--- Data for the task ---
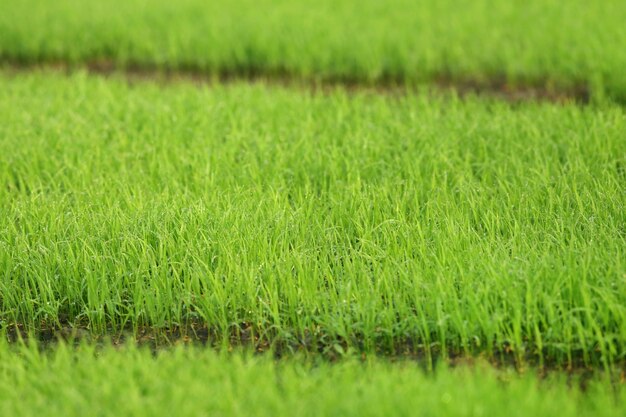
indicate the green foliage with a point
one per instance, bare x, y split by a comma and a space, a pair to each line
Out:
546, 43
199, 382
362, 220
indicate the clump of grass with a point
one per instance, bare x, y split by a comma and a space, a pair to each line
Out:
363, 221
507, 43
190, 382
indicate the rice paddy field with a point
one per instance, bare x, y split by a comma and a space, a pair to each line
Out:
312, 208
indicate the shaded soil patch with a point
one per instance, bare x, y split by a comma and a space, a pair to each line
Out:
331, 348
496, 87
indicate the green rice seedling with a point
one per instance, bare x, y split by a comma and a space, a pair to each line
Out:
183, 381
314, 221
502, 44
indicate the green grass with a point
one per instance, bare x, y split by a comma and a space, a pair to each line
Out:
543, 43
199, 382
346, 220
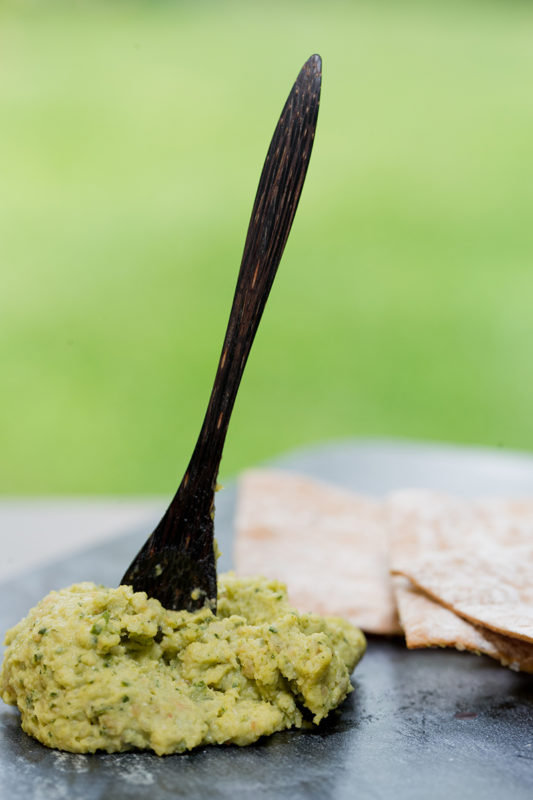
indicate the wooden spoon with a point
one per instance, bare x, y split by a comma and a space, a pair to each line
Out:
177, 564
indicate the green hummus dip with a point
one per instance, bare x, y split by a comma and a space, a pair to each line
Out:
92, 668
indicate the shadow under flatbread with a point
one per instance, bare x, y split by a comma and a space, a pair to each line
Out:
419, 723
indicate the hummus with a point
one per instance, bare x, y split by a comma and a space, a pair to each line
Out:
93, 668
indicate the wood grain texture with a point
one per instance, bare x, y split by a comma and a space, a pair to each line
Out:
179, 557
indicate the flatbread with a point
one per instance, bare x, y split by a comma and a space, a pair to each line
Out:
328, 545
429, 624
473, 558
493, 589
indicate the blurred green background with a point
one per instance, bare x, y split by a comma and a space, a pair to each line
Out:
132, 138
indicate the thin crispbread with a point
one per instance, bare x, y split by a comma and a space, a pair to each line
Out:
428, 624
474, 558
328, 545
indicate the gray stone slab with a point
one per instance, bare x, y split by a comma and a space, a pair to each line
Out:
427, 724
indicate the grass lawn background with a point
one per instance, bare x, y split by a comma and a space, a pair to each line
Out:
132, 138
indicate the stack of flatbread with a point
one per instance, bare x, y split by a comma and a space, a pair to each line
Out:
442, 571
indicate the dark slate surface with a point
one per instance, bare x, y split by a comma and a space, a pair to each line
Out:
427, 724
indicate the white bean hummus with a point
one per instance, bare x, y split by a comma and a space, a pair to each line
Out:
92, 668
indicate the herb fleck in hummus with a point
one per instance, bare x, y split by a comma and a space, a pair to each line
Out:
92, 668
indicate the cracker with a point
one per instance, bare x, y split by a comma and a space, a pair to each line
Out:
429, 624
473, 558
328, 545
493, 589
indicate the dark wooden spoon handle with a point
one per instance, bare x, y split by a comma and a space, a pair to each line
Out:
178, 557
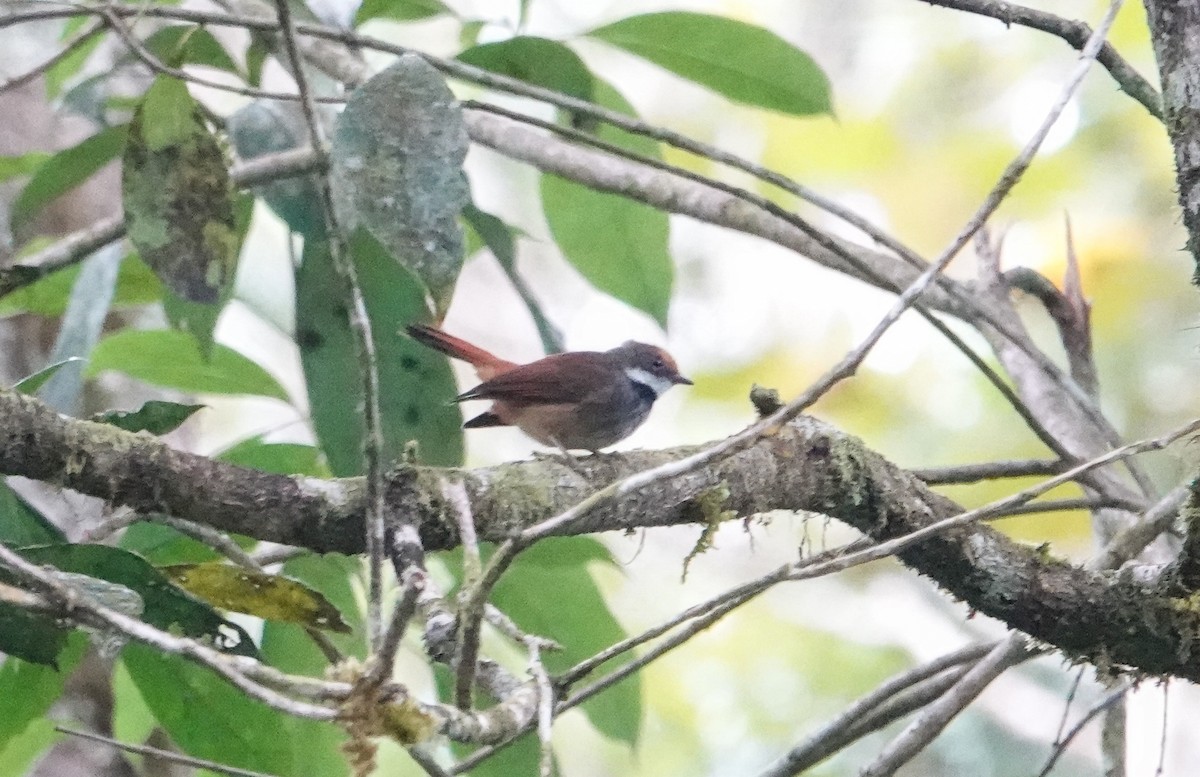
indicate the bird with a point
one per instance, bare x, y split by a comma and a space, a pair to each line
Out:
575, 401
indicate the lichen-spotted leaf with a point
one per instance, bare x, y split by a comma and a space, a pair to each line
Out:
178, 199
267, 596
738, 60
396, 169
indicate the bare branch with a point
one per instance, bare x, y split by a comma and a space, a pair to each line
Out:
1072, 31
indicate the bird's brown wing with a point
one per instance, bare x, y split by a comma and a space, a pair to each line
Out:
---
Repeat exactly the lines from the start of the entries down to the line with "indicate the wood grain texture with a point", keeping both ends but none of the pictures.

indicate the green foliage with a point
one per instance, bare x, y split by a comma and a space, a pair to each line
Out:
546, 43
199, 382
362, 220
indicate the clump of grass with a point
one per instance, bare x, y split by a comma and a space, a pair to each line
Out:
363, 221
507, 43
190, 382
indicate the rice paddy field with a point
one per instance, bare x, y split by a comma and a space, a pair to each line
Out:
312, 208
indicate the shaded soil patch with a point
one per instance, bare x, y split by a comma and a space, a pair to each line
Out:
331, 348
496, 87
indicate the green rice seedling with a point
one per instance, bare x, y split by a comma and a space, a pair to each line
Out:
183, 381
314, 221
502, 44
indicate the green grass with a point
one per instance, bare x, y split by a comma and a space, a pair to each line
Out:
543, 43
199, 382
346, 220
indicate the wooden spoon with a point
one per instance, bare x, y split by a comma and a space, a pair to each line
Out:
177, 564
indicate the green hummus dip with a point
one per instance, bare x, y split by a comma and a space, a pair to each line
Out:
92, 668
indicate the shadow under flatbread with a point
one per instance, bare x, y split by a comma and a space, a pair to each line
Out:
419, 723
indicate the hummus with a point
one per instance, bare x, y split by a comma and a space, a pair to each line
Out:
93, 668
indicate the wood grain texture with a point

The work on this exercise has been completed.